* **Texte fourni**:
========================
Il existe un nombre incalculable de raisons pour lesquelles les gens viendraient à se tatouer. Revenons tout d’abord à ses origines. Le tatouage tire son nom d’un mot polynésien « tatau » [en marquisien tatu « marquage de la peau » ou au tahitien ta tau, de “ta” « inciser »]. Il est à l’origine la marque d’un statut social et à une signification précise (prouesse réalisée dans un combat, rang par rapport au concept de mana, lignée familiale ou encore métier). Si le tatouage a existé aux quatre coins du monde, il n’a été conservé comme pratique que dans certaines parties du monde au XIXe, époque des explorations et colonisations européennes, d’où une certaine fascination qui s’en dégage : à la fois source de crainte et de mépris de la part des Occidentaux (qui l’assimile à de la sauvagerie tout en redoutant ceux qui les portent). Le tatouage sera d’ailleurs interdit dans un effort de « civilisation ».
Pourquoi un engouement actuel ?
Si le tatouage est aujourd’hui populaire, c’est de nombreuses barrières sont tombées. Autrefois, il était associé à la pègre et aux personnes de mauvaise vie. L’hygiène n’était pas non plus garantie alors un risque réel existait. Le tatouage s’est massifié récemment du fait qu’il soit inconsciemment associé à un monde dur et rebelle. Le tatouage restant un marqueur visible d’anticonformisme à l’heure même où il devient presque la norme pour certaines classes d’âge. Les problèmes sanitaires ont été effacés et il permet de donner aux gens une image ténébreuse à moindre coût.
Acheter une « street credibility »
Comme dit plus haut, le tatouage est et un apparat honorifique, le fruit d’un exploit, d’un mérite, un peu comme une médaille. Il est d’ailleurs toujours assimilé comme tel dans des gangs qu’ils soient sud-américains ou russes. Chaque tatouage d’un narco trafiquant a été gagné souvent au prix de la sueur et hélas aussi du sang et des larmes. Alors, sa massification fait perdre l’aspect honorifique ou ténébreux qu’il revêtait.
========================
* **Ce qui est attendu**: Prolongez le texte sur le tatouage à partir de sa dernière phrase. Les données qui suivent n'ont aucun lien avec le texte sur le tatouage.

* **Données brutes**:
========================
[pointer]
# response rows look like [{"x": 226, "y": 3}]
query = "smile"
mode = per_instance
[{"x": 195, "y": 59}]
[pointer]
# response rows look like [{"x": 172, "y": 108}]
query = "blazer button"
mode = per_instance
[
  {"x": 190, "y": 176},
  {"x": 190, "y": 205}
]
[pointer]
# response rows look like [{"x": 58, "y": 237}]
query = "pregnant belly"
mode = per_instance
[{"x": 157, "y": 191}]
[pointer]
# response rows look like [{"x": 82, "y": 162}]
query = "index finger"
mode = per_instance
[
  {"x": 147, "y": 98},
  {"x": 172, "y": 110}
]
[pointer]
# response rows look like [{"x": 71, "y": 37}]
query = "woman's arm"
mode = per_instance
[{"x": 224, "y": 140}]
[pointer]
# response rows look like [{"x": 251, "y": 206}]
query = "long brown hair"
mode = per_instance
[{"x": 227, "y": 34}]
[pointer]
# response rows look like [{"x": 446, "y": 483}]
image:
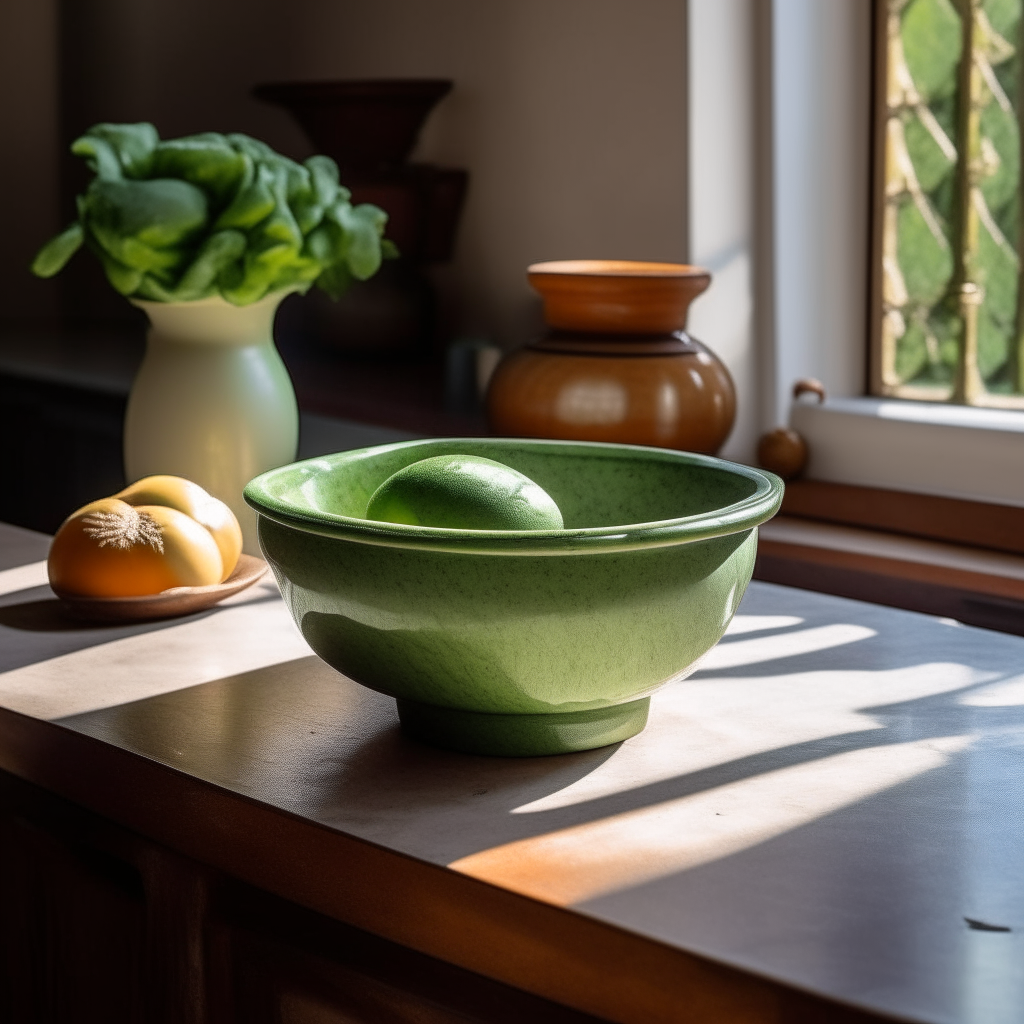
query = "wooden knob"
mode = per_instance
[
  {"x": 782, "y": 452},
  {"x": 808, "y": 385}
]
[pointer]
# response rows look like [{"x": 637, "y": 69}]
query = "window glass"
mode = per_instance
[{"x": 948, "y": 296}]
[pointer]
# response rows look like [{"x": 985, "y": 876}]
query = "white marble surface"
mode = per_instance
[{"x": 827, "y": 801}]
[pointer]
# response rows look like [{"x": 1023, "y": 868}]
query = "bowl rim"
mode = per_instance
[{"x": 742, "y": 515}]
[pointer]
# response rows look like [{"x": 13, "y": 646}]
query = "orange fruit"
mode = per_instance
[
  {"x": 177, "y": 493},
  {"x": 112, "y": 549}
]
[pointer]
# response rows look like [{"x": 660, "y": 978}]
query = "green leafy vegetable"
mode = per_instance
[{"x": 210, "y": 214}]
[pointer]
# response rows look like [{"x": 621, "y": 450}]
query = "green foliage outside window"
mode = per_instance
[{"x": 951, "y": 299}]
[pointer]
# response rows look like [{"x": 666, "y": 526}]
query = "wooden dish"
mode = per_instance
[{"x": 176, "y": 601}]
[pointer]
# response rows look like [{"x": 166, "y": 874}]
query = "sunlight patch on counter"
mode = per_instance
[
  {"x": 23, "y": 578},
  {"x": 758, "y": 624},
  {"x": 626, "y": 850},
  {"x": 1004, "y": 693},
  {"x": 739, "y": 652},
  {"x": 706, "y": 723},
  {"x": 248, "y": 632}
]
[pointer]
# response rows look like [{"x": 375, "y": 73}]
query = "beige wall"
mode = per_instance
[{"x": 568, "y": 114}]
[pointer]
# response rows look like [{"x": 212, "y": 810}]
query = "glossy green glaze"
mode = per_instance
[{"x": 522, "y": 627}]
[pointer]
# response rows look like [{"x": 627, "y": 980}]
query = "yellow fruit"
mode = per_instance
[
  {"x": 463, "y": 492},
  {"x": 177, "y": 493},
  {"x": 112, "y": 549}
]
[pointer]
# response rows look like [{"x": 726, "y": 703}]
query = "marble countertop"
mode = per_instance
[{"x": 834, "y": 802}]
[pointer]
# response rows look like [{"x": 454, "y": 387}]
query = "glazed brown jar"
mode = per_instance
[{"x": 616, "y": 364}]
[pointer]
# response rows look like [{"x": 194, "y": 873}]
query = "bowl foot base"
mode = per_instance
[{"x": 522, "y": 735}]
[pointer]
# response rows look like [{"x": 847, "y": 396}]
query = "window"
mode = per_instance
[{"x": 947, "y": 321}]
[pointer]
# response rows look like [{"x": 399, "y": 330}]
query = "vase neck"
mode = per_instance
[{"x": 213, "y": 322}]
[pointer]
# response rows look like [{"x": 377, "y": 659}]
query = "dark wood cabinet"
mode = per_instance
[{"x": 102, "y": 926}]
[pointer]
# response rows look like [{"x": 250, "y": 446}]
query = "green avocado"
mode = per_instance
[{"x": 463, "y": 492}]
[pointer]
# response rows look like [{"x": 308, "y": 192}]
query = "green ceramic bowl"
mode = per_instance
[{"x": 518, "y": 642}]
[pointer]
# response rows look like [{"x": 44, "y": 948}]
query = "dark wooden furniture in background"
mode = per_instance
[{"x": 62, "y": 402}]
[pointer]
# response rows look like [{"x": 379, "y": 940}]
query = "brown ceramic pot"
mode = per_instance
[{"x": 616, "y": 364}]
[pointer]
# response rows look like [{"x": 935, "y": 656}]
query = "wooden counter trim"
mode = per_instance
[
  {"x": 901, "y": 558},
  {"x": 980, "y": 524},
  {"x": 555, "y": 953}
]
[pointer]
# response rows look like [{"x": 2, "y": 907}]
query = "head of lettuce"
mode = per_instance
[{"x": 205, "y": 215}]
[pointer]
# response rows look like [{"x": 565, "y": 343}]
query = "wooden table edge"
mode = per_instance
[{"x": 553, "y": 952}]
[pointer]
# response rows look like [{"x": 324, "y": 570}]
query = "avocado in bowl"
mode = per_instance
[{"x": 518, "y": 642}]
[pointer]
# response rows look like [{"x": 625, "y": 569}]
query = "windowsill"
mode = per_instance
[{"x": 923, "y": 448}]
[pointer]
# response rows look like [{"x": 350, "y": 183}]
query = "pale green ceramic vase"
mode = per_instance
[
  {"x": 212, "y": 400},
  {"x": 520, "y": 642}
]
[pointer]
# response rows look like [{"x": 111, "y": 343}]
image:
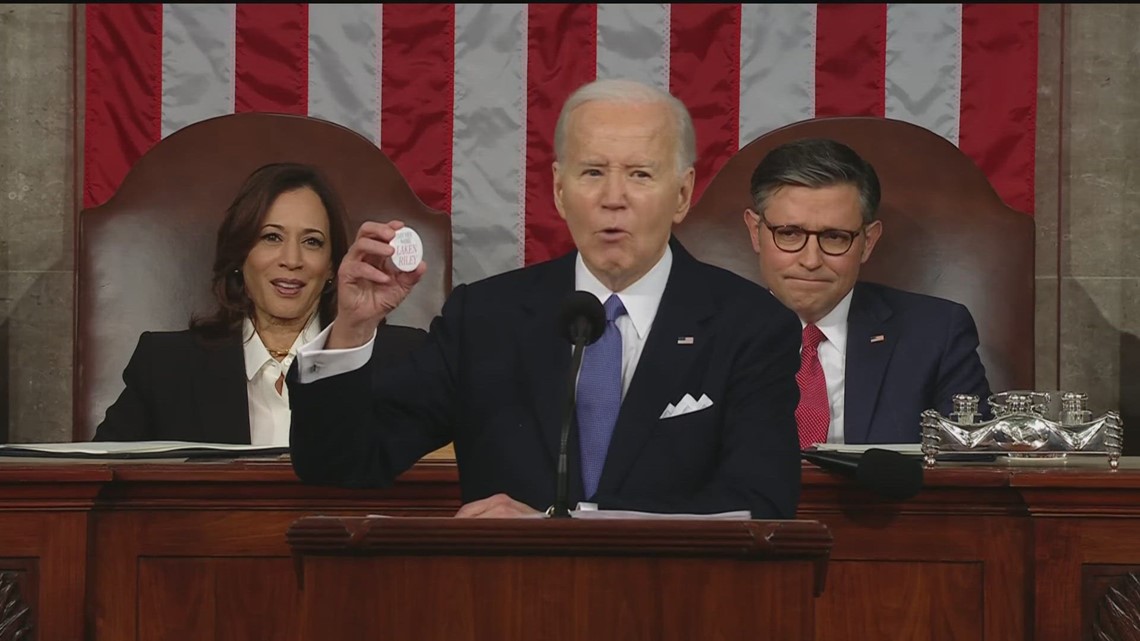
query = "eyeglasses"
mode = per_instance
[{"x": 792, "y": 238}]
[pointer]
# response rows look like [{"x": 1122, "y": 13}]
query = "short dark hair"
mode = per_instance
[
  {"x": 815, "y": 162},
  {"x": 238, "y": 233}
]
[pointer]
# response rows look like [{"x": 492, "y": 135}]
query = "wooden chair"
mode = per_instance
[
  {"x": 945, "y": 230},
  {"x": 145, "y": 256}
]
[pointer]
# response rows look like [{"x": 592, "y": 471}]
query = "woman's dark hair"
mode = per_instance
[{"x": 239, "y": 232}]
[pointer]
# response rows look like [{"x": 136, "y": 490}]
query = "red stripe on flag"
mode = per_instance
[
  {"x": 705, "y": 74},
  {"x": 561, "y": 56},
  {"x": 417, "y": 80},
  {"x": 851, "y": 59},
  {"x": 271, "y": 58},
  {"x": 999, "y": 114},
  {"x": 123, "y": 96}
]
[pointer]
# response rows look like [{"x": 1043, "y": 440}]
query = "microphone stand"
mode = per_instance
[{"x": 561, "y": 508}]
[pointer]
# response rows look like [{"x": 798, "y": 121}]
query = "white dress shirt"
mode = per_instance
[
  {"x": 833, "y": 359},
  {"x": 269, "y": 414},
  {"x": 640, "y": 299}
]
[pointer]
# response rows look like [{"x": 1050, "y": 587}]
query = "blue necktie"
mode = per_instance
[{"x": 599, "y": 398}]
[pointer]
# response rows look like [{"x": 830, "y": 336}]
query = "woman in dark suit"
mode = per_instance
[{"x": 222, "y": 379}]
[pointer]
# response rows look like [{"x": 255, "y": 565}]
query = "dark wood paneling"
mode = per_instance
[
  {"x": 17, "y": 592},
  {"x": 1033, "y": 529},
  {"x": 1110, "y": 602},
  {"x": 190, "y": 599},
  {"x": 912, "y": 600},
  {"x": 554, "y": 599}
]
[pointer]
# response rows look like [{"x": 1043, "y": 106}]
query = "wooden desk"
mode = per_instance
[{"x": 146, "y": 551}]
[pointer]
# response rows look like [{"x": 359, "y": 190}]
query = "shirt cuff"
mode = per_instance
[{"x": 315, "y": 363}]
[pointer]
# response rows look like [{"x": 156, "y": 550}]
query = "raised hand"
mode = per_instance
[
  {"x": 497, "y": 506},
  {"x": 368, "y": 286}
]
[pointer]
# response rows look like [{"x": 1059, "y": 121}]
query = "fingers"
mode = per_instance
[
  {"x": 355, "y": 272},
  {"x": 497, "y": 506},
  {"x": 380, "y": 230}
]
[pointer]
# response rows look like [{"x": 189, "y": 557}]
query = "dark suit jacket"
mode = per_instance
[
  {"x": 929, "y": 353},
  {"x": 180, "y": 389},
  {"x": 493, "y": 373}
]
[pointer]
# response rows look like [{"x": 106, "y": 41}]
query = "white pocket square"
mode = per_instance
[{"x": 686, "y": 405}]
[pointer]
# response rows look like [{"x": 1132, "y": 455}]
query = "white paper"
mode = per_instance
[
  {"x": 738, "y": 516},
  {"x": 131, "y": 447},
  {"x": 844, "y": 448}
]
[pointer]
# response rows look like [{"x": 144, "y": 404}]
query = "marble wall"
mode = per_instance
[
  {"x": 38, "y": 210},
  {"x": 1088, "y": 260}
]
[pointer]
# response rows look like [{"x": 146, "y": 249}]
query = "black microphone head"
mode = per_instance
[
  {"x": 890, "y": 473},
  {"x": 581, "y": 317}
]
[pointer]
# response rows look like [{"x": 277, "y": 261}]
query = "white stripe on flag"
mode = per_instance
[
  {"x": 344, "y": 65},
  {"x": 925, "y": 66},
  {"x": 489, "y": 140},
  {"x": 776, "y": 67},
  {"x": 197, "y": 64},
  {"x": 633, "y": 41}
]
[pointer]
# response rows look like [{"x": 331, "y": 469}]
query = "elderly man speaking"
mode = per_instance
[{"x": 685, "y": 404}]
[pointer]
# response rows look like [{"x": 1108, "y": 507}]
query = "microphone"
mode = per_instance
[
  {"x": 882, "y": 471},
  {"x": 581, "y": 319}
]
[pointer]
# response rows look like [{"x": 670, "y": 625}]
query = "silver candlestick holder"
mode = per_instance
[{"x": 1032, "y": 424}]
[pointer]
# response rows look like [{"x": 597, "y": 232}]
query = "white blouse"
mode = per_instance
[{"x": 269, "y": 414}]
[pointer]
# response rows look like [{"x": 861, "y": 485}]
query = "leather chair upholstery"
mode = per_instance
[
  {"x": 145, "y": 256},
  {"x": 945, "y": 230}
]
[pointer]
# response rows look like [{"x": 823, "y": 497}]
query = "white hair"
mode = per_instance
[{"x": 621, "y": 90}]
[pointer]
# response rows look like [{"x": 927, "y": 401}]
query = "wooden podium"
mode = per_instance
[{"x": 440, "y": 578}]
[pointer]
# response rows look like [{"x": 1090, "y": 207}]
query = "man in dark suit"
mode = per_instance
[
  {"x": 684, "y": 405},
  {"x": 873, "y": 357}
]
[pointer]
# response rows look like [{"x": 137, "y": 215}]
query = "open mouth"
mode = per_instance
[
  {"x": 287, "y": 287},
  {"x": 612, "y": 234}
]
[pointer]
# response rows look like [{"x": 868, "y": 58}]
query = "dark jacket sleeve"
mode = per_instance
[
  {"x": 131, "y": 416},
  {"x": 960, "y": 370},
  {"x": 758, "y": 468},
  {"x": 347, "y": 431}
]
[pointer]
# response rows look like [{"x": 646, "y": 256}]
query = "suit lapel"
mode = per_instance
[
  {"x": 866, "y": 362},
  {"x": 220, "y": 392},
  {"x": 544, "y": 354},
  {"x": 682, "y": 313}
]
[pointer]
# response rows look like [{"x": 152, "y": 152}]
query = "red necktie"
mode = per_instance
[{"x": 813, "y": 415}]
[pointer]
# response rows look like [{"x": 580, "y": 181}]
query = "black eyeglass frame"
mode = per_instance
[{"x": 807, "y": 234}]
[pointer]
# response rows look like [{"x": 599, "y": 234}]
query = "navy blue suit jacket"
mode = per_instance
[
  {"x": 179, "y": 388},
  {"x": 493, "y": 373},
  {"x": 928, "y": 353}
]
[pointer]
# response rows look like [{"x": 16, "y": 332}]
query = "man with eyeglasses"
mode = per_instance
[{"x": 873, "y": 357}]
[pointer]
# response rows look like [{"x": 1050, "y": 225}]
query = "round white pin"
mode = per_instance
[{"x": 409, "y": 249}]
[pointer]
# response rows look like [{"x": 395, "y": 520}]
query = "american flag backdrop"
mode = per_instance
[{"x": 464, "y": 97}]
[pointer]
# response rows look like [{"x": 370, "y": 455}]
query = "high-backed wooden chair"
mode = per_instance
[
  {"x": 945, "y": 230},
  {"x": 145, "y": 256}
]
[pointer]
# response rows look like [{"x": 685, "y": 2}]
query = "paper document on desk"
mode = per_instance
[
  {"x": 137, "y": 449},
  {"x": 844, "y": 448},
  {"x": 738, "y": 516}
]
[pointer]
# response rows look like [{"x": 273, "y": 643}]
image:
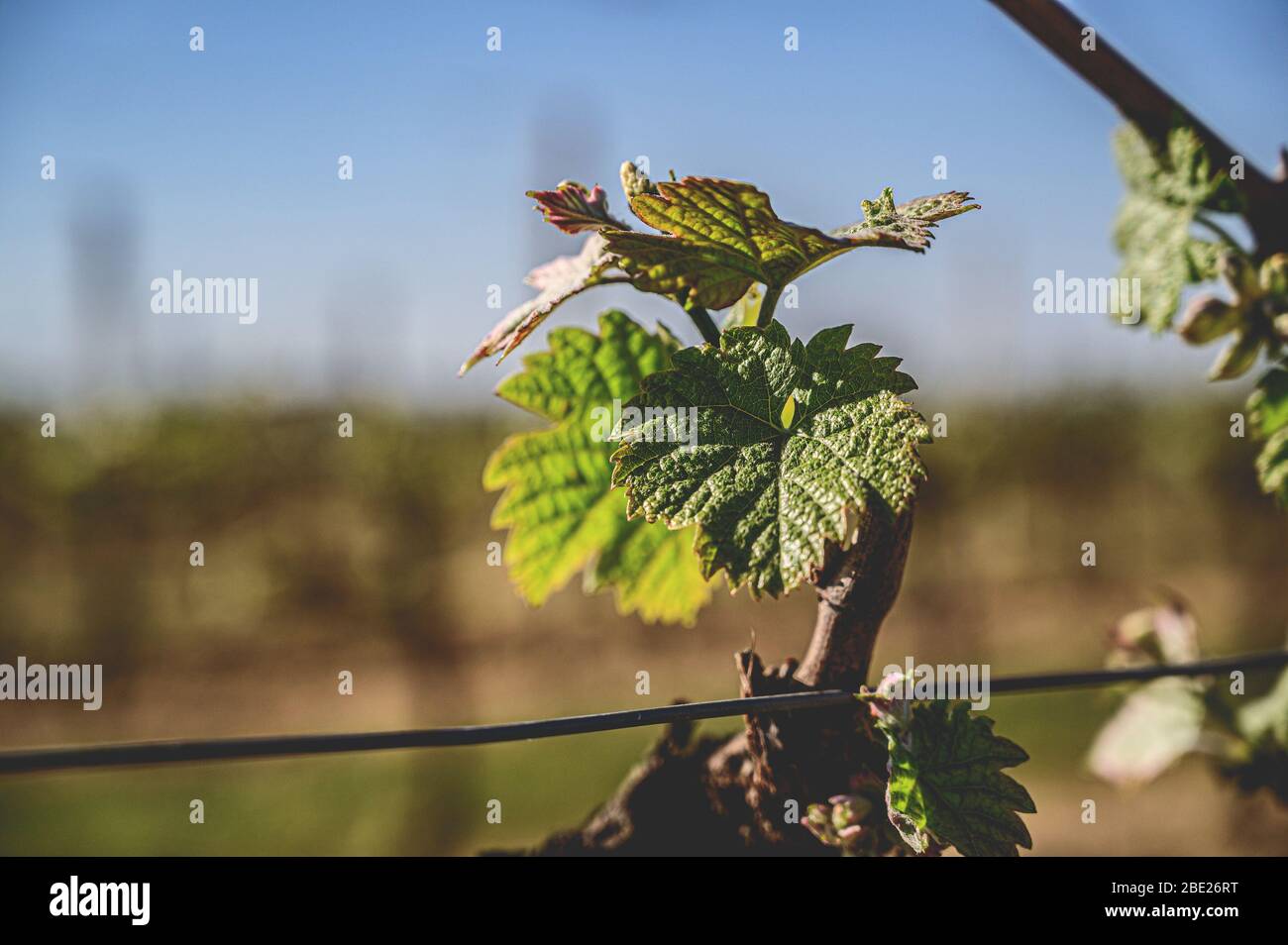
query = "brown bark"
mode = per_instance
[
  {"x": 1155, "y": 112},
  {"x": 729, "y": 797}
]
========================
* **Résultat obtenu**:
La surface pour éviter de travailler le fond
Qu’est-ce qui est plus facile ? Acheter un drapeau ou apprendre la culture et la langue d’une nation pour exprimer son nationalisme ? Bien sûr, l’acte d’achat est toujours plus simple. La massification du tatouage est simplement symptomatique d’une marchandisation qui ne dit pas son nom, de même que la vente de maillots de foot nationaux peut cacher l’ignorance des gens de leur histoire, langue et culture. Le tatouage est censé être la médaille du courage et de la rébellion, non pas sa substitution. Or aujourd’hui les gens veulent des raccourcis : ne pas endurer les efforts, la souffrance et les luttes d’une transformation. Ils pensent qu’en achetant un tatouage, ils pourront directement arriver à ce changement. Rien n’est moins vrai, cela ne servira qu’à décrédibiliser ce mode d’expression dermique. Commercialiser le sacré ou le prestige (ex : permettre aux bourgeois de s’habiller comme des nobles ou acheter les faveurs de Dieu via les indulgences etc.) ne conduit à terme qu’à sa propre destruction.